# [Task brief]
Extract every line from the entries below that contains the word "water".

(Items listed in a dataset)
[BEGIN]

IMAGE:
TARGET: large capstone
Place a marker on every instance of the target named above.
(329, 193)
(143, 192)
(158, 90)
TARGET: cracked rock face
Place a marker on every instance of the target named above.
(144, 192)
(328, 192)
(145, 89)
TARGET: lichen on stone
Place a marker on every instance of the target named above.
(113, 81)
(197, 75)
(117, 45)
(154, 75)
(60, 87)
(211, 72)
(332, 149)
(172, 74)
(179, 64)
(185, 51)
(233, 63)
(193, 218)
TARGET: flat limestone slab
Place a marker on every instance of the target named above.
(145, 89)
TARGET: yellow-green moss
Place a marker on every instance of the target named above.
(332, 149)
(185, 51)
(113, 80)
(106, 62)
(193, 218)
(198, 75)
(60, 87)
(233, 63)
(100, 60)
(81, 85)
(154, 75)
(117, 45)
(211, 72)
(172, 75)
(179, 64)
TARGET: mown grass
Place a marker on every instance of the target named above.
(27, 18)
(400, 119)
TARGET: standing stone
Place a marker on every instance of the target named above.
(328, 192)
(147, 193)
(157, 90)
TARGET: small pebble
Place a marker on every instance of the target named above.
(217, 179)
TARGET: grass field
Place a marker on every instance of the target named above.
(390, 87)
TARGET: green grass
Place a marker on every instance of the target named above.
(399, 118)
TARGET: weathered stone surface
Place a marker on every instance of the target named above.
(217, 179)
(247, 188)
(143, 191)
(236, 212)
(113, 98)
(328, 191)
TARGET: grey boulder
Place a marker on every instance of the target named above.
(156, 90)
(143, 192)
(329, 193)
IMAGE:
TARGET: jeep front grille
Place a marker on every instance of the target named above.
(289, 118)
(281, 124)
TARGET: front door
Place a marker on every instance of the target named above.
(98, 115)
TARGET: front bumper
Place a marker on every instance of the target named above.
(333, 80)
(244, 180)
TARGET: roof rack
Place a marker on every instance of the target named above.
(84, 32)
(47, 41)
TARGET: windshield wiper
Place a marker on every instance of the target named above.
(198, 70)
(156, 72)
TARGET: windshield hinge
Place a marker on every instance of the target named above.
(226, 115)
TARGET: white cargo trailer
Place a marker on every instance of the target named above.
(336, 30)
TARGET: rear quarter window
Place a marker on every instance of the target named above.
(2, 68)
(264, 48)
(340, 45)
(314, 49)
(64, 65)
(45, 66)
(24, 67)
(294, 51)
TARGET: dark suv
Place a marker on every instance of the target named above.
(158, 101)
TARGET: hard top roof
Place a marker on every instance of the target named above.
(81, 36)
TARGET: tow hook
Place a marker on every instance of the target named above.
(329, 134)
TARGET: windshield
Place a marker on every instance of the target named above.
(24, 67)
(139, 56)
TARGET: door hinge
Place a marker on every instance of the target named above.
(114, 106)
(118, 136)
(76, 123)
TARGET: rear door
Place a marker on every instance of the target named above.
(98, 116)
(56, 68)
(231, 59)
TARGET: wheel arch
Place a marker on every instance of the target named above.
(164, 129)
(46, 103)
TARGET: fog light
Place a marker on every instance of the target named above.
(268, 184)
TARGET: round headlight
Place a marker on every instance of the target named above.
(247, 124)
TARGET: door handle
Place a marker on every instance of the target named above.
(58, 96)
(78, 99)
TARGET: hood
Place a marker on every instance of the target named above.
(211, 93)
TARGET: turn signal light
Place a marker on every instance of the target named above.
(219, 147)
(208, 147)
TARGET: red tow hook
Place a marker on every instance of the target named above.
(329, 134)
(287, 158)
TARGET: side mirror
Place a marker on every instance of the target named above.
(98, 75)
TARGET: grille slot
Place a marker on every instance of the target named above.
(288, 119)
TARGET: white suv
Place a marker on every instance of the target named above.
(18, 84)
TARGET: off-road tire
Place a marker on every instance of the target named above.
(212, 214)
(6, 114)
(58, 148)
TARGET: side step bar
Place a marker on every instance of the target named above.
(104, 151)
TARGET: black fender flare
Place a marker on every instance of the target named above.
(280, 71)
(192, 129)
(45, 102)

[END]
[BEGIN]

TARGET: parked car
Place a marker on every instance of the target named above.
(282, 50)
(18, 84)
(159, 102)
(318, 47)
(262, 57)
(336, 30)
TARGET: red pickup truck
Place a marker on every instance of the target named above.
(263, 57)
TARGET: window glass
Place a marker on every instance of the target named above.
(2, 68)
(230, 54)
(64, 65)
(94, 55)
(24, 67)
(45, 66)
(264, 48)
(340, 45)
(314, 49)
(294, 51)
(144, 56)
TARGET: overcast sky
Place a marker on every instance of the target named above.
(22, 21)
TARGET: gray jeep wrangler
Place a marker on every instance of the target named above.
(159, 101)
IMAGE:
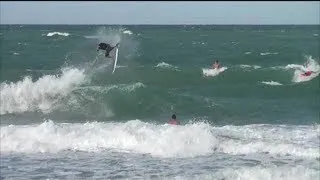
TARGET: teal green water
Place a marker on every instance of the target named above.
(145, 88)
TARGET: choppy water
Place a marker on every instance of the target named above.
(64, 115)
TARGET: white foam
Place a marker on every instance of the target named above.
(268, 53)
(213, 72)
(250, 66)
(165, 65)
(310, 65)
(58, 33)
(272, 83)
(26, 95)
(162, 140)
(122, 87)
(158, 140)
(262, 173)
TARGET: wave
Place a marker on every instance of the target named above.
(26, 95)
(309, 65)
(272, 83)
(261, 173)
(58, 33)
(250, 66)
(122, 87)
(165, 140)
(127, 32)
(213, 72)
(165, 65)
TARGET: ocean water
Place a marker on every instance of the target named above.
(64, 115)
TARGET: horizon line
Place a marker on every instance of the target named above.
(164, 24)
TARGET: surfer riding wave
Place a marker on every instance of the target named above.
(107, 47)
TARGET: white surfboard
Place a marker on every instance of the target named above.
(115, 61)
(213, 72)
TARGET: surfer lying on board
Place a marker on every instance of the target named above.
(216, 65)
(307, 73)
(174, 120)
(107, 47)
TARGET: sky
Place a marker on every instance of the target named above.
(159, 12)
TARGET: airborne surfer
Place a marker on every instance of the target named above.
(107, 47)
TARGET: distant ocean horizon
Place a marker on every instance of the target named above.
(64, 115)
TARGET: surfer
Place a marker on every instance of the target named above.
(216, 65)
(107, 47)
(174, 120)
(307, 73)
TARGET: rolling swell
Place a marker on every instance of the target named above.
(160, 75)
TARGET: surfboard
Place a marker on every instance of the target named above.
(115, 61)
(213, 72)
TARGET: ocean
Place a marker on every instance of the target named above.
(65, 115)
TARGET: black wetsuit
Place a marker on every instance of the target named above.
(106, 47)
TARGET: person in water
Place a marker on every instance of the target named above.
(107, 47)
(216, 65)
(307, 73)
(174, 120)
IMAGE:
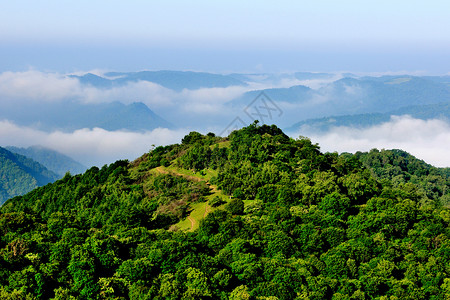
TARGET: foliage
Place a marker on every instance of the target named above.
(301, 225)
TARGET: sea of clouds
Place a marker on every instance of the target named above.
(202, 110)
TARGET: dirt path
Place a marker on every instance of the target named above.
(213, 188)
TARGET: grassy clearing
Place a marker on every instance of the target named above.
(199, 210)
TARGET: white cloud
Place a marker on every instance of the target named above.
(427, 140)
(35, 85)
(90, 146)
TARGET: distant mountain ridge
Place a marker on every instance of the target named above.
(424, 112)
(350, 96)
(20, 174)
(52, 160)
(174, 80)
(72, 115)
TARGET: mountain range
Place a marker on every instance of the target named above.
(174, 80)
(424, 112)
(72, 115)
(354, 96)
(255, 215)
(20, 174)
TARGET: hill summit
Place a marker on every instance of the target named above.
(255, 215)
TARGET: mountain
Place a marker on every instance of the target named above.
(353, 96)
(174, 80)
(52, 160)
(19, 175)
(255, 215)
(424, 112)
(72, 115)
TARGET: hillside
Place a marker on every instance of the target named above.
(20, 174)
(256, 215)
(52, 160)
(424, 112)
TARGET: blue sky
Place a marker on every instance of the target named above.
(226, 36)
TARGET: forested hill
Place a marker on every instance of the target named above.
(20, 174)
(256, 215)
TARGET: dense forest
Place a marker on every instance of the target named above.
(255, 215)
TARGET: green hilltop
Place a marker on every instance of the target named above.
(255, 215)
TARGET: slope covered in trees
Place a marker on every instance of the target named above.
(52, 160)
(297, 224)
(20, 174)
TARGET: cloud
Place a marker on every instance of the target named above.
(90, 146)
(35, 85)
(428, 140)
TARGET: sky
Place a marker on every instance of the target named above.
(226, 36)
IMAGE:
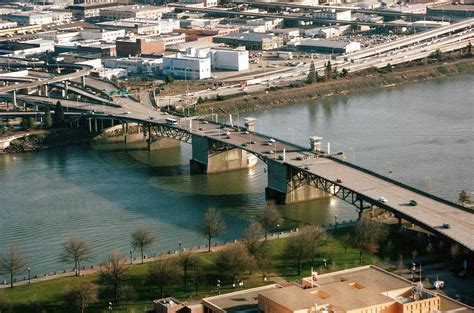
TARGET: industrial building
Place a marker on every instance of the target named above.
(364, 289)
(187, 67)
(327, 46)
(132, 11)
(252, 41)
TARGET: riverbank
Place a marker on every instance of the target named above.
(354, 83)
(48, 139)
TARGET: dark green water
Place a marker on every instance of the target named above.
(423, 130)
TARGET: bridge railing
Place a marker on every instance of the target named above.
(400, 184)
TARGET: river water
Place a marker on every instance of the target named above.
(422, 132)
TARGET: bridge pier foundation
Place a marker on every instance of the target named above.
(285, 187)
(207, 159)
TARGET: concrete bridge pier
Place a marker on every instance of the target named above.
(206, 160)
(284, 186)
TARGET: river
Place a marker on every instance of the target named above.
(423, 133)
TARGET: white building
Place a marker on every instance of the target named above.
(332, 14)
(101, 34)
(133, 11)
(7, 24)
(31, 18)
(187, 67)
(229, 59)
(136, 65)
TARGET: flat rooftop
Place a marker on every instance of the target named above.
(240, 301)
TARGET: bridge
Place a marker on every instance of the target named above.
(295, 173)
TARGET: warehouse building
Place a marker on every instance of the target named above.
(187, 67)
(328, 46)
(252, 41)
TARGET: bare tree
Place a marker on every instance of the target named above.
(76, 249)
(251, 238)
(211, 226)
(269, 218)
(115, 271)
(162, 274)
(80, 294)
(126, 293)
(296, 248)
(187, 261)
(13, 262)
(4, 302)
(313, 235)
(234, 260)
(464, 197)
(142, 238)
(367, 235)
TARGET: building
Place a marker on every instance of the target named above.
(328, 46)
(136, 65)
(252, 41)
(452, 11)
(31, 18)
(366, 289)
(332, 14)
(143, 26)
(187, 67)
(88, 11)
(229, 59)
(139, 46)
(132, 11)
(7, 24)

[END]
[BEGIN]

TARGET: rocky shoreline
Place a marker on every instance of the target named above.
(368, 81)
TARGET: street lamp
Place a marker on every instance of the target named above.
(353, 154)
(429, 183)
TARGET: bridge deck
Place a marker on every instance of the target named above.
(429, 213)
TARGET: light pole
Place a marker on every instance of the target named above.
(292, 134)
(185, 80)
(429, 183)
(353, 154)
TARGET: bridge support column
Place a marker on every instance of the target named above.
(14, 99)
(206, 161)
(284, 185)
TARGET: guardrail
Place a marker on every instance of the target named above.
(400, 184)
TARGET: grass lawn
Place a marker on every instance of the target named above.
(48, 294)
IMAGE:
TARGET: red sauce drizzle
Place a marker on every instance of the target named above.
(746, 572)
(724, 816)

[END]

# [Expected answer]
TARGET: teal green water
TARGET: choppy water
TARGET: ocean water
TARGET: person in water
TARGET: dark green water
TARGET: river water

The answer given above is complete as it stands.